**AIM OF THE TASK:** Recast the lines from the start of the records through the line containing "121 56 L 121", inclusive, as a JSON list of strings, one string per line, omitting blank lines.

Items listed in a dataset:
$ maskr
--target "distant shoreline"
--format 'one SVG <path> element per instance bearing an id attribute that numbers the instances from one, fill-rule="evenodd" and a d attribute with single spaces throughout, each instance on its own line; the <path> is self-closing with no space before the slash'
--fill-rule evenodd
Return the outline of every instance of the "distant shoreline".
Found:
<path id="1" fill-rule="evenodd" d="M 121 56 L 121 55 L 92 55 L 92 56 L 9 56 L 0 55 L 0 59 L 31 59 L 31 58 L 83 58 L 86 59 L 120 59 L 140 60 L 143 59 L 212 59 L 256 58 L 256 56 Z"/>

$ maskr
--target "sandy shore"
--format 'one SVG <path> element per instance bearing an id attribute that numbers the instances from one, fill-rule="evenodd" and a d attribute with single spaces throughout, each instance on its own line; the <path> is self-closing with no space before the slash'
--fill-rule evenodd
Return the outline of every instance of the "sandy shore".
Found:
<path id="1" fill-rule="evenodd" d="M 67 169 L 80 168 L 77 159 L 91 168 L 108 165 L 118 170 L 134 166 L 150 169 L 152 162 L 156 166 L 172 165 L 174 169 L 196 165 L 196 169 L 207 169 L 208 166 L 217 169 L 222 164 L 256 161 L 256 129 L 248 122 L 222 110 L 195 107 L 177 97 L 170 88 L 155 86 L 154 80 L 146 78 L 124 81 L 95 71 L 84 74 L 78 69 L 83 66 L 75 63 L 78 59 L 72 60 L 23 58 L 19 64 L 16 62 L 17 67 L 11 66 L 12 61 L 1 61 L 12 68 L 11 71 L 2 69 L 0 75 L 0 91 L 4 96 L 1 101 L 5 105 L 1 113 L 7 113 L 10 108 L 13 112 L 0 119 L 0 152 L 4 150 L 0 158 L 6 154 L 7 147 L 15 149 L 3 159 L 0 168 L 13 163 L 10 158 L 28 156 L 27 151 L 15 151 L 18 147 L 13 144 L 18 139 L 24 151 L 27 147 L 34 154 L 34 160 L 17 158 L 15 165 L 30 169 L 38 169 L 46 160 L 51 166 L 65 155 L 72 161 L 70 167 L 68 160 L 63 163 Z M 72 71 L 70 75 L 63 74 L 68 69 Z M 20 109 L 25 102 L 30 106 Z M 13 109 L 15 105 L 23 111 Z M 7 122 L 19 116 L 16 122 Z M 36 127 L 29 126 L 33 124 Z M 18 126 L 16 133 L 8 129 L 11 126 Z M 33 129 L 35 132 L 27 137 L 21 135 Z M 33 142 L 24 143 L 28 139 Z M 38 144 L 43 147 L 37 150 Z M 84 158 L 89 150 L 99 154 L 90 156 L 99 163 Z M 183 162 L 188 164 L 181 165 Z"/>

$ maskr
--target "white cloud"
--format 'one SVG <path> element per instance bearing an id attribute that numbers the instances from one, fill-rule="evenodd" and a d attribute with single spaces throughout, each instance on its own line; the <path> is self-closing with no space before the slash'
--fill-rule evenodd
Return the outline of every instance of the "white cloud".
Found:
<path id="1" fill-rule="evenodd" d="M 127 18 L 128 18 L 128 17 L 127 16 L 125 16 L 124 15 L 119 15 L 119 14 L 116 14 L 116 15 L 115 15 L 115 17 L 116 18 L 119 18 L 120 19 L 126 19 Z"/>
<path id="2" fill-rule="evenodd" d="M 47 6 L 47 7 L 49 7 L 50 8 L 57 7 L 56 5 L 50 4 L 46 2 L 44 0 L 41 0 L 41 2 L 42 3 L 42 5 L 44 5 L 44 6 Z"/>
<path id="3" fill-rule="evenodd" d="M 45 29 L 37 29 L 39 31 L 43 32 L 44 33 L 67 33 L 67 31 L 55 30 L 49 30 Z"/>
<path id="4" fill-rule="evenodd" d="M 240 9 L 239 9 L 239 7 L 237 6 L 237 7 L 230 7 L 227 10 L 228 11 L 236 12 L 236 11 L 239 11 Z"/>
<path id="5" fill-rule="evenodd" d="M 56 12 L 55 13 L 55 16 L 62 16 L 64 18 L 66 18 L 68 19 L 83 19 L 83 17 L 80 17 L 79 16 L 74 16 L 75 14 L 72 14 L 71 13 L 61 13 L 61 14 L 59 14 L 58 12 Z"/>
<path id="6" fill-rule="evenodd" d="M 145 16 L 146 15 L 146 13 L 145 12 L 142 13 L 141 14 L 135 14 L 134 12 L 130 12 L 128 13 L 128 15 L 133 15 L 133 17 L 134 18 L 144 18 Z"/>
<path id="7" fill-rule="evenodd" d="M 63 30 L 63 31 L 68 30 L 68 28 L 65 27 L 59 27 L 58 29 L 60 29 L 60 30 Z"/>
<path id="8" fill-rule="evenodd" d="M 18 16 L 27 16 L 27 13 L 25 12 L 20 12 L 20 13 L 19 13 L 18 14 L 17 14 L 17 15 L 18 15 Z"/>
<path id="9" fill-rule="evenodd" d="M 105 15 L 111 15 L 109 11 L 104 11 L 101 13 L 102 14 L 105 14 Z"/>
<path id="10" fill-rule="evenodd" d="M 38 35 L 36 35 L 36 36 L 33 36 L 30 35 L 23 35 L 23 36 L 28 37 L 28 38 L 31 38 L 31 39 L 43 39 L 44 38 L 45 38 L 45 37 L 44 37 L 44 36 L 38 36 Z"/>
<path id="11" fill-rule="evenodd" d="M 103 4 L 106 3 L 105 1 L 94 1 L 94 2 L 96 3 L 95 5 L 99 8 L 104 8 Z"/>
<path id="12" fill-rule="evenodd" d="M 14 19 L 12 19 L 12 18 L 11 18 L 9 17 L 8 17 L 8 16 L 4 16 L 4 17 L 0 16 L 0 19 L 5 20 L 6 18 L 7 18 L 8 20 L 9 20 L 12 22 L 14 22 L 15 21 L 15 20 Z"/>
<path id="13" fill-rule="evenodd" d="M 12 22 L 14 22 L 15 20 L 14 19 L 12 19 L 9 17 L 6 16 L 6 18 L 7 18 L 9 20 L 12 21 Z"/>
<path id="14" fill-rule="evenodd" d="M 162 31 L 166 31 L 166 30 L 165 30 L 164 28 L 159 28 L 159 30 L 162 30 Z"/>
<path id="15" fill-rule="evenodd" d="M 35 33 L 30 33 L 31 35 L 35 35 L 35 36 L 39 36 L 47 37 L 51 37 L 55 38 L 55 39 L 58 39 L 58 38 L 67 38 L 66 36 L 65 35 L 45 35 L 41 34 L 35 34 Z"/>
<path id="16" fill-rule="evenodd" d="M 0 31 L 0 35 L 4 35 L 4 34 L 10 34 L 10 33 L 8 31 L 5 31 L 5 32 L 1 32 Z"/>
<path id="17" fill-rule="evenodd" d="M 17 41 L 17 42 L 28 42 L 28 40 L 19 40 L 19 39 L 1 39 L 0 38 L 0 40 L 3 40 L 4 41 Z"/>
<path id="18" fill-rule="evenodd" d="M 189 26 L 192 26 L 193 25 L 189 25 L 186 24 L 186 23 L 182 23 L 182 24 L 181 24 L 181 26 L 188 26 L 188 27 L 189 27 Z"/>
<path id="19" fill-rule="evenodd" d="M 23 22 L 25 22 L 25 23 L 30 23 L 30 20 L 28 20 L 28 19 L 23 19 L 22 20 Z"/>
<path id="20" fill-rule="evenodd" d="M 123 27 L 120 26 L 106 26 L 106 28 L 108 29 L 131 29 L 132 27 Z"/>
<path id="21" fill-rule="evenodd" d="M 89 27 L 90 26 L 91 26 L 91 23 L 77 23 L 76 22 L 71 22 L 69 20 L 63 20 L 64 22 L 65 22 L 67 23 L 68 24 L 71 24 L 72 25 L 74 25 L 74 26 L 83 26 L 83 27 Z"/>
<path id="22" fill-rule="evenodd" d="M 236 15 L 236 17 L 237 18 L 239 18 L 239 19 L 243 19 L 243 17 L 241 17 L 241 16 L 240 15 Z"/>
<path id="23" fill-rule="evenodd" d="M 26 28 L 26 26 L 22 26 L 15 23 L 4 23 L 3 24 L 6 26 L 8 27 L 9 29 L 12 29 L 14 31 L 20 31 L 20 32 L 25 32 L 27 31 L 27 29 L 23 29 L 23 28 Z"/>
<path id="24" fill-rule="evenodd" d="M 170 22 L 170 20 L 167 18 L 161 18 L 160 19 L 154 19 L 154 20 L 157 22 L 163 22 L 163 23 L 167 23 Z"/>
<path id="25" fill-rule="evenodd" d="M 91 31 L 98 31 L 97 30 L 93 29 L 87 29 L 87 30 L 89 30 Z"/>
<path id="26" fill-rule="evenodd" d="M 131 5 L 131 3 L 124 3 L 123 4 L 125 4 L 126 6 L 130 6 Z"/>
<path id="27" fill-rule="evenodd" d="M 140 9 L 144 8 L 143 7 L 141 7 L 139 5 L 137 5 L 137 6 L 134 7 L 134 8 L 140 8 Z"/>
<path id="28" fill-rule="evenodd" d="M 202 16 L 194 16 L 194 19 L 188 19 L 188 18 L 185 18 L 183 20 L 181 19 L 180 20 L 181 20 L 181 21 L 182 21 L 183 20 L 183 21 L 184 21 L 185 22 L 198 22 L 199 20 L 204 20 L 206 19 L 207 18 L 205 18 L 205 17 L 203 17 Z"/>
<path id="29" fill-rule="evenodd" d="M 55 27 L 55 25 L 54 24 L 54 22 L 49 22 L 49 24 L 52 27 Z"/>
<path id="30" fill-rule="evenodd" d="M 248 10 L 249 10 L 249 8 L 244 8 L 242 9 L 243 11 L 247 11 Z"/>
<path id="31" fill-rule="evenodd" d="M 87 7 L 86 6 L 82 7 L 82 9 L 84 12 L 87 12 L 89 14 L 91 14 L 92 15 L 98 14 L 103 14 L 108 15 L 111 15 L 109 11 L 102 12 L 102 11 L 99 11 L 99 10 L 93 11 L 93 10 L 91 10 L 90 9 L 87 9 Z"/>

**ANSWER BELOW:**
[
  "$ maskr",
  "--target \"distant shoreline\"",
  "--format 'one SVG <path> element per instance bearing an id attribute that numbers the instances from one, fill-rule=\"evenodd\" and a d attribute with single spaces throughout, each instance on its own line; the <path> is self-closing with no space before the slash'",
  "--fill-rule evenodd",
  "Return the outline of every instance of the \"distant shoreline\".",
  "Found:",
  "<path id=\"1\" fill-rule=\"evenodd\" d=\"M 121 56 L 121 55 L 92 55 L 92 56 L 9 56 L 0 55 L 0 59 L 31 59 L 31 58 L 83 58 L 86 59 L 120 59 L 140 60 L 143 59 L 212 59 L 256 58 L 256 56 Z\"/>"
]